Set exercise
Copy each of the entries below line by line, keeping every word and number unchanged.

Dataset rows

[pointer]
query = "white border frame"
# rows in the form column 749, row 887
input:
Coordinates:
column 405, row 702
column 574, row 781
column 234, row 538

Exercise result
[pointer]
query = "white border frame"
# rows in the form column 749, row 887
input:
Coordinates:
column 405, row 702
column 574, row 781
column 234, row 538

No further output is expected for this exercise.